Dataset entries
● ● ●
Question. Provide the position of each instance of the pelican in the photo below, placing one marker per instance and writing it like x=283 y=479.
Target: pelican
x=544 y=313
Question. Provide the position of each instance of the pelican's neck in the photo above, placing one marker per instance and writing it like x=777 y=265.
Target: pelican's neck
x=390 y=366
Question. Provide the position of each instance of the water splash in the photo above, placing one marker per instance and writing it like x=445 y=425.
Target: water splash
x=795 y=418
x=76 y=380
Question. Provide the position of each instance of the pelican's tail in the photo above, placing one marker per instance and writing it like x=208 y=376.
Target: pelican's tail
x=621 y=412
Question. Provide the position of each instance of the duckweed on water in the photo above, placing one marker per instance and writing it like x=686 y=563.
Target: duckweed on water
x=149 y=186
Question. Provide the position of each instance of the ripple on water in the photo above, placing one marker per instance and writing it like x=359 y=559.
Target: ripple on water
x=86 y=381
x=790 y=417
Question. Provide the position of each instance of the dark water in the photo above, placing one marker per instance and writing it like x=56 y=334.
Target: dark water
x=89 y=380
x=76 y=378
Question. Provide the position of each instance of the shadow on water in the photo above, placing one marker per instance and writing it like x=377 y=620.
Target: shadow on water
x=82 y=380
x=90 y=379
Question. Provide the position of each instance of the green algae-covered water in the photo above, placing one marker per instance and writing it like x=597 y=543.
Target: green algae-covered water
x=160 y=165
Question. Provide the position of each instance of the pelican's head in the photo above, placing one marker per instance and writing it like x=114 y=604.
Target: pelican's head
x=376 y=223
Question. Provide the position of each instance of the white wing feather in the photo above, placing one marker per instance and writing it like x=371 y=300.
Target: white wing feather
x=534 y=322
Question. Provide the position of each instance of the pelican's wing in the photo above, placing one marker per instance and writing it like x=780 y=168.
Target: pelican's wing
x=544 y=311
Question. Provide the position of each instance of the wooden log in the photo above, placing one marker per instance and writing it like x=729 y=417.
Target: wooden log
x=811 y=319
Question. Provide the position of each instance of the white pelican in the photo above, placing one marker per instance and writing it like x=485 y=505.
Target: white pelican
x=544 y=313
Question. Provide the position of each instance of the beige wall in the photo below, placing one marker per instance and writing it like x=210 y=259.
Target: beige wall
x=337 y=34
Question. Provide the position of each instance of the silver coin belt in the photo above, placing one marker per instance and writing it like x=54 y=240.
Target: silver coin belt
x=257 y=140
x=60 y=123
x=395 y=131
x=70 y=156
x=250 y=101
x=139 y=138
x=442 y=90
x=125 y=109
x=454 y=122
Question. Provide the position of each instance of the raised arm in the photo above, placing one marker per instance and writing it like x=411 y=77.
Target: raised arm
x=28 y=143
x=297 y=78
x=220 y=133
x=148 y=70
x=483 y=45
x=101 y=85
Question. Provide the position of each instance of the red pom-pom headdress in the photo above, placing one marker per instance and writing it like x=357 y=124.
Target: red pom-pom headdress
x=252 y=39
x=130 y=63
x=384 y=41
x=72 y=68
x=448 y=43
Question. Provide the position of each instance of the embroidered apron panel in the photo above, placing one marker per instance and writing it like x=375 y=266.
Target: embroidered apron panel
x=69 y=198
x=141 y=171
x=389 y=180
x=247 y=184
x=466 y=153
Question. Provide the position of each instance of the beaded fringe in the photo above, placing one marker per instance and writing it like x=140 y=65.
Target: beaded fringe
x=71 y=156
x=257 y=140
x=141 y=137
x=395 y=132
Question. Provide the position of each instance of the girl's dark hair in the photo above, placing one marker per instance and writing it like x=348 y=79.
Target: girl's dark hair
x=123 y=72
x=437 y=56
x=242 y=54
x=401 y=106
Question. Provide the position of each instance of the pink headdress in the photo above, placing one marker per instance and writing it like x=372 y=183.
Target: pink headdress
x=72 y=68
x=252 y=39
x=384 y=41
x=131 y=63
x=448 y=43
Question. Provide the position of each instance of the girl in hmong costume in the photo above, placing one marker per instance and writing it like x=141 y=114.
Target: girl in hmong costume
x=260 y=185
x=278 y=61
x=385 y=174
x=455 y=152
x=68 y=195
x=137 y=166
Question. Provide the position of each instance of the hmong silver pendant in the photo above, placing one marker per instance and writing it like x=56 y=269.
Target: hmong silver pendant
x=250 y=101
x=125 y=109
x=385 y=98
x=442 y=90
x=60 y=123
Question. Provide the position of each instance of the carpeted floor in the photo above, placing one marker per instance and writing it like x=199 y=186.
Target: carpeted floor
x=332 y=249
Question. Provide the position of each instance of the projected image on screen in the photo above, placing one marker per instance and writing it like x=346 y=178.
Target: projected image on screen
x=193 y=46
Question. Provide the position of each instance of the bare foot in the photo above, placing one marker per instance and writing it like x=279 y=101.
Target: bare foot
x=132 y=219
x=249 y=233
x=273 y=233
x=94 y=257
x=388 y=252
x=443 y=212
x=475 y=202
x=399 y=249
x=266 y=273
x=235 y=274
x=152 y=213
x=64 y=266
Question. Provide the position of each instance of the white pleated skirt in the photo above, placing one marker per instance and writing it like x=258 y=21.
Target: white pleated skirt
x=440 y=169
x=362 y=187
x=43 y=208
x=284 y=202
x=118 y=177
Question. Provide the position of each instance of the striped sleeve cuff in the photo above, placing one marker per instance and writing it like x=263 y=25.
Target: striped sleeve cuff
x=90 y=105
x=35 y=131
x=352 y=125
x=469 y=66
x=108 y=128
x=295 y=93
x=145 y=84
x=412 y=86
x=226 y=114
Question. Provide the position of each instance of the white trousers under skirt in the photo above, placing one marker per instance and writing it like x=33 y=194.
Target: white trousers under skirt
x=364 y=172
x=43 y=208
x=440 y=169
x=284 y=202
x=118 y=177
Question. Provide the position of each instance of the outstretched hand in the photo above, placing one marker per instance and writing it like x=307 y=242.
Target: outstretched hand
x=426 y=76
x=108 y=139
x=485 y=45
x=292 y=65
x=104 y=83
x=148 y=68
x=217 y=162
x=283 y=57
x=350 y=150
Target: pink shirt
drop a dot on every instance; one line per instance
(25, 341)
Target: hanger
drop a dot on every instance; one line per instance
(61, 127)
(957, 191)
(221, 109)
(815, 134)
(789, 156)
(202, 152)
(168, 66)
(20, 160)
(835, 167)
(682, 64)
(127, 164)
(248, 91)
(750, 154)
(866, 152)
● ● ●
What you should do - Search the entries for the word "below". Copy each line where it appears.

Answer section -
Question. Provide the position of each instance of the pelican in the photo below, placing one marker per instance and writing it like x=283 y=479.
Question. Provide the position of each instance of the beige wall in the photo below, placing one marker per instance and writing it like x=210 y=259.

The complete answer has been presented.